# [WHAT TO WORK ON]
Can you write out all of the material below, word for word?

BEGIN ENTRIES

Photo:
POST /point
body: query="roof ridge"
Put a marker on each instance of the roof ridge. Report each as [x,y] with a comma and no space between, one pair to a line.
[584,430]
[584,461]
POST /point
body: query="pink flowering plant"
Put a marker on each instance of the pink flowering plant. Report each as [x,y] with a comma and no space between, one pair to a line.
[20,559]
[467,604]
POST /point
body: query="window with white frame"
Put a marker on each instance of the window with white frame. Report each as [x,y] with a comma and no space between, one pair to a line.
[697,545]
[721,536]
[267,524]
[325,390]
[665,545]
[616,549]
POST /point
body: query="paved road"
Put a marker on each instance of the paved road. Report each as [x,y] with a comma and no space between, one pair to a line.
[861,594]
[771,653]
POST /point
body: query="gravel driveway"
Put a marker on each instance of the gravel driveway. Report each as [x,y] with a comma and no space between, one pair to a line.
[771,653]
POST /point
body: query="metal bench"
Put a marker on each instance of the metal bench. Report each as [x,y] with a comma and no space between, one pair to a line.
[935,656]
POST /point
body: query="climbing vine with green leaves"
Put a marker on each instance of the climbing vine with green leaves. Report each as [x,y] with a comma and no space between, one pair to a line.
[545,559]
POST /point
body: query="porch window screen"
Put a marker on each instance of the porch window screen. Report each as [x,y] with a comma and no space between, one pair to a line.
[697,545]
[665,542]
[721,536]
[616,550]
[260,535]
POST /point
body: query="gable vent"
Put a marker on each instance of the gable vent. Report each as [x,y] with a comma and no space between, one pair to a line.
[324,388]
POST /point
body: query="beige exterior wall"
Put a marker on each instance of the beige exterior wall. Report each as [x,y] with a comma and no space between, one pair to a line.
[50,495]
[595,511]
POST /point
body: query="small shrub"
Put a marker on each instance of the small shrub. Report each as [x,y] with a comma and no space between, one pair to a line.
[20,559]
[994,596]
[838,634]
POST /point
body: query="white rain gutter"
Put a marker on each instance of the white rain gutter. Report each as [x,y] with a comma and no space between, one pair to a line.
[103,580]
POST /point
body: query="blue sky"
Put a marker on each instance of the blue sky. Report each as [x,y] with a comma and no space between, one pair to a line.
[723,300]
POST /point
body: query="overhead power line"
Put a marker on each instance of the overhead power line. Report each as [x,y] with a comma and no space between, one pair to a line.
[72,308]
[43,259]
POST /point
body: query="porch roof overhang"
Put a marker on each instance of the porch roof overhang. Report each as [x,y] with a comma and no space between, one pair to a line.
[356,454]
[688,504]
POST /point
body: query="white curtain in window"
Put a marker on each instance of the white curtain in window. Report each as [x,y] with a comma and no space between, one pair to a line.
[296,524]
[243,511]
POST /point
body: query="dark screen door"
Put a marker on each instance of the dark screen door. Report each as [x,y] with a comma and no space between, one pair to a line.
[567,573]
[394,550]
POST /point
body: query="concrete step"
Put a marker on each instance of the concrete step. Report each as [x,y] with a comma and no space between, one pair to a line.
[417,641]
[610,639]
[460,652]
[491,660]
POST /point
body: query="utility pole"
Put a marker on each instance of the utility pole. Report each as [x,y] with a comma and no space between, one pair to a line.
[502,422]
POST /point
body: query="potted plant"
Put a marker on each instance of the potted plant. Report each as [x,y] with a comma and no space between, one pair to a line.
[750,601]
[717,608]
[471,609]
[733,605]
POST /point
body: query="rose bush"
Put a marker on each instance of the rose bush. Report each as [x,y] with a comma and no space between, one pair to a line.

END ENTRIES

# [RESPONSE]
Photo:
POST /point
body: query="roof ridge"
Put a marker on each instance of the roof ridge. Report each as [x,y] with a comma and no space between, one pair to a line.
[584,430]
[584,461]
POST /point
body: query="pink flowering plant"
Put a marker on each instance of the pink flowering plant. Report each as [x,y] with a comma and no space between, one pair to a line.
[20,559]
[467,604]
POST /point
body: query="window with white frame"
Put a marker on each instance of the window with white frame. Report each as [x,y] with a comma and no space between, one pair to a line.
[697,545]
[721,536]
[267,524]
[325,390]
[665,545]
[616,549]
POST /point
body: query="paved road"
Put a marker on each instance of the paved road. Report each as [x,y] with a comma and no space between, one pair to a line.
[861,594]
[771,653]
POST /point
body: query="gravel driveway"
Put a marker on each instance of the gravel driveway. Report each as [x,y] with a comma and no space between, one pair to a line.
[771,653]
POST /point
body: query="metal bench"
Put a marker on each instance of the metal bench. Report each as [x,y] with a comma and no space between, one pair to a line.
[935,656]
POST /point
body: query="climbing vine with green leaves"
Put a marker on each instance of the climbing vine with green leaves. Report each as [x,y] with a comma and no space between, one pair to a line.
[545,559]
POST /point
body: query="porch window screen"
Put a marker on each instance of the porch window screen. Report each as [x,y] with a comma and no space between, one pair to a line.
[697,545]
[665,542]
[721,536]
[616,550]
[260,535]
POST /point
body: query="gable vent"
Put a marker on each instance of the gable vent. Report each as [x,y] with a comma and no space between, one pair to a line.
[324,388]
POST /point
body: query="beige exterior wall"
Put a marker on each instance of the beige exterior wall. Report each as [x,y] with a comma and no space between, one pair to a line.
[50,495]
[595,511]
POST /point
body: query="small shrub"
Put a marker on each instance of the small shrub. Report each as [x,y] with a comma and no space between, one pair to a line.
[20,559]
[994,596]
[838,634]
POST /point
body: query="white rain gutter"
Put a marker on each instance of the white rain gutter. Report each as [x,y] with a comma and no space between, one pair to a line.
[103,580]
POST /point
body: query="blue sky"
Put a marker on each instance of the blue sky. Report each as [x,y] with a comma and no space between, one pair to a line.
[723,300]
POST /point
body: query="overhead power line"
Put a marker on each instance of the overhead power line. Report each as [x,y] with a comma and no space between, one pair to a line.
[72,308]
[43,259]
POST /point
body: query="porch roof overhang"
Put a marker on each instance of the porch roof overhang. Report each as [x,y] with a comma and no space between, one pair to a line.
[356,454]
[688,504]
POST /point
body: query="white curtain in window"
Put a marker on each instance of the white curtain in window. Report each as [x,y] with a comma and no space between, one pair to a line.
[296,524]
[243,511]
POST /point
body: query="dark screen door"
Put a marker on each instance of the dark screen door. Report each as [x,y] with a comma and no space between, one pair to a line.
[567,573]
[394,550]
POST /point
body: query="concrete step"
Put a marker on each instance of the concrete step. Report each as [x,y] with a comma and no space between, one pair to a line.
[417,641]
[610,639]
[460,652]
[491,660]
POST /point
body: query="utility pole"
Put a marker on each instance of the utility pole. Report each as [x,y] with a comma and no space between, one pair to a line.
[502,422]
POST /point
body: query="potted plant"
Put a marker on each instance of the potted plant. Report each as [x,y] with a comma and no space between, one pair to a line.
[750,601]
[717,608]
[471,609]
[733,605]
POST /point
body: query="rose bush"
Put a marker on each instance of the rose bush. Report each as [x,y] with a comma and no space between, one pair to a line.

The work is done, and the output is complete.